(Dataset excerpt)
☆ ☆ ☆ ☆
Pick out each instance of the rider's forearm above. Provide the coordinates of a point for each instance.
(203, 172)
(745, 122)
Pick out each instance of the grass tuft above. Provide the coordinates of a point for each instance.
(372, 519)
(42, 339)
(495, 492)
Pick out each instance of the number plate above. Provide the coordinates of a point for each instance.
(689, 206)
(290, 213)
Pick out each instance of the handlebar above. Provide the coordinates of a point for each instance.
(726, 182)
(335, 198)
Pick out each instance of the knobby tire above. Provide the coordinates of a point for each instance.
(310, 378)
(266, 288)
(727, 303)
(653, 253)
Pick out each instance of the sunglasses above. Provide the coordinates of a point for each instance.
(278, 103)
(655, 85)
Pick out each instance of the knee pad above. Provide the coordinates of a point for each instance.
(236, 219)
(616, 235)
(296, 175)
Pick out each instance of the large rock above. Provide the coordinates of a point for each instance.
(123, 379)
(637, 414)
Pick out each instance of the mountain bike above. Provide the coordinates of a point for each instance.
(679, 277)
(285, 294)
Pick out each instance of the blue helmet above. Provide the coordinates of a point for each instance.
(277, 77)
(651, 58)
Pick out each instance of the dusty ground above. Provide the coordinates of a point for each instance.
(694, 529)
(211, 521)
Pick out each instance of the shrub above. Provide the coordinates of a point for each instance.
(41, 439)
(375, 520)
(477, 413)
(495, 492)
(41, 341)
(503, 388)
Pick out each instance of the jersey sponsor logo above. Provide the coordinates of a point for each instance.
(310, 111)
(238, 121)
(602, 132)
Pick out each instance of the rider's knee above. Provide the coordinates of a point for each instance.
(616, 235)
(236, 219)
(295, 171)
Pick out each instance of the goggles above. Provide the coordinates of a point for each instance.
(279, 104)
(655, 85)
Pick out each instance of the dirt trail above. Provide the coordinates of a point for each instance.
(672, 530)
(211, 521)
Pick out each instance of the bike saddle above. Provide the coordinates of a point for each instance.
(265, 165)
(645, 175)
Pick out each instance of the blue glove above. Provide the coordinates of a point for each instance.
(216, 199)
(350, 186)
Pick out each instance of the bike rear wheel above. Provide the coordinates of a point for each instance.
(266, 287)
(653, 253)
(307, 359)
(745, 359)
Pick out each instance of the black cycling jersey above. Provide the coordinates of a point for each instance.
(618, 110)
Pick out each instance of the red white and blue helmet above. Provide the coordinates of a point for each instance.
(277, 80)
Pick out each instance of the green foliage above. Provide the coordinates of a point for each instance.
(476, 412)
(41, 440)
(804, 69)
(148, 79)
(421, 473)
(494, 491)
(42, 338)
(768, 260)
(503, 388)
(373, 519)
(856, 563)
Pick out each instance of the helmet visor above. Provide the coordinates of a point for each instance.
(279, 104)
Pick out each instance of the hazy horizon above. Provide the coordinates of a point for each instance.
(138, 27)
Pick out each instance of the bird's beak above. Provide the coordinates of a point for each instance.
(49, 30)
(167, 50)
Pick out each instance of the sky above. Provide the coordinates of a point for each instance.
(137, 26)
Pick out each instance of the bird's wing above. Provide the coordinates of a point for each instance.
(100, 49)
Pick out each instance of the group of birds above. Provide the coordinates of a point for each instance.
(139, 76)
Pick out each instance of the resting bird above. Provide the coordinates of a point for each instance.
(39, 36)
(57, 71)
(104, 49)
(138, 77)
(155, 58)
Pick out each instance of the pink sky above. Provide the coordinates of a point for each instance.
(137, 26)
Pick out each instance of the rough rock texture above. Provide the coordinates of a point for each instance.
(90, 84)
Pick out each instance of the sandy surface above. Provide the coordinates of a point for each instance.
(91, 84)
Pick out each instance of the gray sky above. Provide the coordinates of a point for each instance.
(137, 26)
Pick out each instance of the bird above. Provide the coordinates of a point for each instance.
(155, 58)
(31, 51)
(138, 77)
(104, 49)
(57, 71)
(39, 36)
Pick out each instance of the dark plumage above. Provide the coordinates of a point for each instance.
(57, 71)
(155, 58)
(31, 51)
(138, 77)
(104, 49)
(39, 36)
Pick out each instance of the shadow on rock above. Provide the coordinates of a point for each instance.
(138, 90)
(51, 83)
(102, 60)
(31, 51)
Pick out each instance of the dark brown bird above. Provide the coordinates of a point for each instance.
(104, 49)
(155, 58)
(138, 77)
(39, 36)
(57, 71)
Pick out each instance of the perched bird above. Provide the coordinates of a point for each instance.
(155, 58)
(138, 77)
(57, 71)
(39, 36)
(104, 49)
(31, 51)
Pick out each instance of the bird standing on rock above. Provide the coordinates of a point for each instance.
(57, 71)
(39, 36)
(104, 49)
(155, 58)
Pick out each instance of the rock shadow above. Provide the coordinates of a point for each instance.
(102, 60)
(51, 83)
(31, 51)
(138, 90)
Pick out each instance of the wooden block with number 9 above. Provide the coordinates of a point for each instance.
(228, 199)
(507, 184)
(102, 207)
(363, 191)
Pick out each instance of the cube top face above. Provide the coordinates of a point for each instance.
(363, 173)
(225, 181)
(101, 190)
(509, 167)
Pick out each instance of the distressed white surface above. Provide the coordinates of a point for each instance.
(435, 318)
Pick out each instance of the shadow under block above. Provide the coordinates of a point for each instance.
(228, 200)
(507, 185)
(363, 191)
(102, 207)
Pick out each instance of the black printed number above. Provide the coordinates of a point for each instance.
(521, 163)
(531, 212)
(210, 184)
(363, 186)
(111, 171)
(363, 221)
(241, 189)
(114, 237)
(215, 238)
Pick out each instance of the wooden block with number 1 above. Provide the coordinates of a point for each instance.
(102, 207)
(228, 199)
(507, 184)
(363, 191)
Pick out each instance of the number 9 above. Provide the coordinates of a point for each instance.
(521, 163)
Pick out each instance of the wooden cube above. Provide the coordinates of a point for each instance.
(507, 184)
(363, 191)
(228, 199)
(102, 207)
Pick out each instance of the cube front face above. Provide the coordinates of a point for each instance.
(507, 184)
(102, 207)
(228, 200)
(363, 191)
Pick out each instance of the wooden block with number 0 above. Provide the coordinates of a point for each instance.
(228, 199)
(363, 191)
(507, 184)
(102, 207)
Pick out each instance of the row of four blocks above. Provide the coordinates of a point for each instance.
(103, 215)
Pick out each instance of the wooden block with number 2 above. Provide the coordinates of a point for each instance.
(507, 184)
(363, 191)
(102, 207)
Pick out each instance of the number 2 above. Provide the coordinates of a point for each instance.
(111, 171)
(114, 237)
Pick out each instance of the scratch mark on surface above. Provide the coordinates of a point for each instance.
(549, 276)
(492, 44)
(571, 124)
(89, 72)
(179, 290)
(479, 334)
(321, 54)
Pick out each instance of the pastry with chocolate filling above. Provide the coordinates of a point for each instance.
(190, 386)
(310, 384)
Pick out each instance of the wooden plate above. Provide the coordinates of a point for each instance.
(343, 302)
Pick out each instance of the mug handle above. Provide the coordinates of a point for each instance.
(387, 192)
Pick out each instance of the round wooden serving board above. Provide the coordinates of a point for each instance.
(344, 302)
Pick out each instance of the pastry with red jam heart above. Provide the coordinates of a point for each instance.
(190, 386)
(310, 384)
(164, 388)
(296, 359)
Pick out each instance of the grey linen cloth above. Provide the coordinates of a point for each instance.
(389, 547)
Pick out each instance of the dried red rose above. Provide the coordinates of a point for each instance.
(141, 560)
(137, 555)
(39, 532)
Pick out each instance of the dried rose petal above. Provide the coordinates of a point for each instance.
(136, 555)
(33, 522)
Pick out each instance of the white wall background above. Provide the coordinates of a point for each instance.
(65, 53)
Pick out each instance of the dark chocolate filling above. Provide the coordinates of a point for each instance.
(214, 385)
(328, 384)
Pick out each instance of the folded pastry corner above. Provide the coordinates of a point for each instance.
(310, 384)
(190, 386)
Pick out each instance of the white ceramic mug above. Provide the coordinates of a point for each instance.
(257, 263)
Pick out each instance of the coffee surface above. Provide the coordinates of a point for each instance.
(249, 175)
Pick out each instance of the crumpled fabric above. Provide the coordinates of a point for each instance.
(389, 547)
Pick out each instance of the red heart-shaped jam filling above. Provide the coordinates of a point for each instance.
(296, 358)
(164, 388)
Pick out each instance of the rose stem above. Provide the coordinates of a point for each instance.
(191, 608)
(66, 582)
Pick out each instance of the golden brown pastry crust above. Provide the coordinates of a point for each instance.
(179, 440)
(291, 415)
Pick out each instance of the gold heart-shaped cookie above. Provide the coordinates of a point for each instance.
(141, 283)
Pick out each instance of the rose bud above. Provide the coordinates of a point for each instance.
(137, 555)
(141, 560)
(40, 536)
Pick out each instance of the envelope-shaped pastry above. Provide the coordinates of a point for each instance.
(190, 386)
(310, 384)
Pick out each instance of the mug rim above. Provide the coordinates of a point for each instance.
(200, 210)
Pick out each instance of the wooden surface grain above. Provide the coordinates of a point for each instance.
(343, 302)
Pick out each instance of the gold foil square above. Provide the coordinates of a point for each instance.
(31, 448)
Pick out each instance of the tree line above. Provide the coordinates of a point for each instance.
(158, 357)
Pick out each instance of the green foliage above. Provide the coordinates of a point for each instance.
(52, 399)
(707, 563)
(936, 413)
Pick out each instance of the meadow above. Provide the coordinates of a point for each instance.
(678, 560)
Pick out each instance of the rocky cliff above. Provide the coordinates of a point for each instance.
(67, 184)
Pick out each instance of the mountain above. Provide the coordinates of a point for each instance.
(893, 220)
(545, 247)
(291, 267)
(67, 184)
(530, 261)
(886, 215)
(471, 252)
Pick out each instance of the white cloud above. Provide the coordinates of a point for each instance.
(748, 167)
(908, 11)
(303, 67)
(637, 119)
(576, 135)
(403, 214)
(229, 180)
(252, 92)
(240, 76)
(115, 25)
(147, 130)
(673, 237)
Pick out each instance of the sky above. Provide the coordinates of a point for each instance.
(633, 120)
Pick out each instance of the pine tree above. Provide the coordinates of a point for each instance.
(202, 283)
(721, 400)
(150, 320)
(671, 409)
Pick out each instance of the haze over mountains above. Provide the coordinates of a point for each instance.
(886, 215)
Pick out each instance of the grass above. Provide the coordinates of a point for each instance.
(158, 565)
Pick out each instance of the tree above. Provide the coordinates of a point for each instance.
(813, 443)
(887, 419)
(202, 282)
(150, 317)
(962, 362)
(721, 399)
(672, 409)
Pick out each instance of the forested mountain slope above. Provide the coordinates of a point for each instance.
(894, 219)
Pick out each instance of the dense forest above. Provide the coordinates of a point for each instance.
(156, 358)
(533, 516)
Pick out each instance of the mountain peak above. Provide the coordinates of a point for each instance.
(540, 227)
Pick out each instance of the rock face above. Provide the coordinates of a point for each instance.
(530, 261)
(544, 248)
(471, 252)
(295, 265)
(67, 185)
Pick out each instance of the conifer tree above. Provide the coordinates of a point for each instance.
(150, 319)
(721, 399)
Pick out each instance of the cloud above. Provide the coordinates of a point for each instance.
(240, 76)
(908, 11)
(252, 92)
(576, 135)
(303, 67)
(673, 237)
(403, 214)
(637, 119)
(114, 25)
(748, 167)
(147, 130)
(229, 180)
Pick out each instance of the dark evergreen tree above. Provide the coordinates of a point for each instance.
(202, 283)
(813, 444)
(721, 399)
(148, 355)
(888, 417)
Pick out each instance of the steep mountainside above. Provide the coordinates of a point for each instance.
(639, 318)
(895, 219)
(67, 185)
☆ ☆ ☆ ☆
*AIM OF THE TASK*. Quote exactly and only the lines from the one holding "Pick out each instance of the mountain peak" through the end of the data.

*RESULT OF THIS TASK*.
Pick out each instance of the mountain peak above. Provide the coordinates of a point for each instance.
(540, 227)
Pick out each instance of the rock face above. Provide the coordinates of a point for each instance.
(530, 261)
(544, 248)
(471, 252)
(295, 265)
(67, 185)
Pick out each instance of the conifer tree above. Provide the coordinates of a point for each instance.
(150, 319)
(721, 399)
Pick out each instance of the cloud above. Provide the coordinates of a point for each instance.
(240, 76)
(908, 11)
(252, 92)
(576, 135)
(303, 67)
(673, 237)
(403, 214)
(637, 119)
(114, 25)
(748, 167)
(147, 130)
(229, 180)
Pick out each instance of the dark evergreen tree above. Provide the coordinates of a point for each instance.
(202, 283)
(813, 444)
(721, 399)
(148, 355)
(888, 417)
Pick out each instance of the steep mountainside above. Provide the coordinates of a point for each instance.
(639, 318)
(895, 219)
(67, 185)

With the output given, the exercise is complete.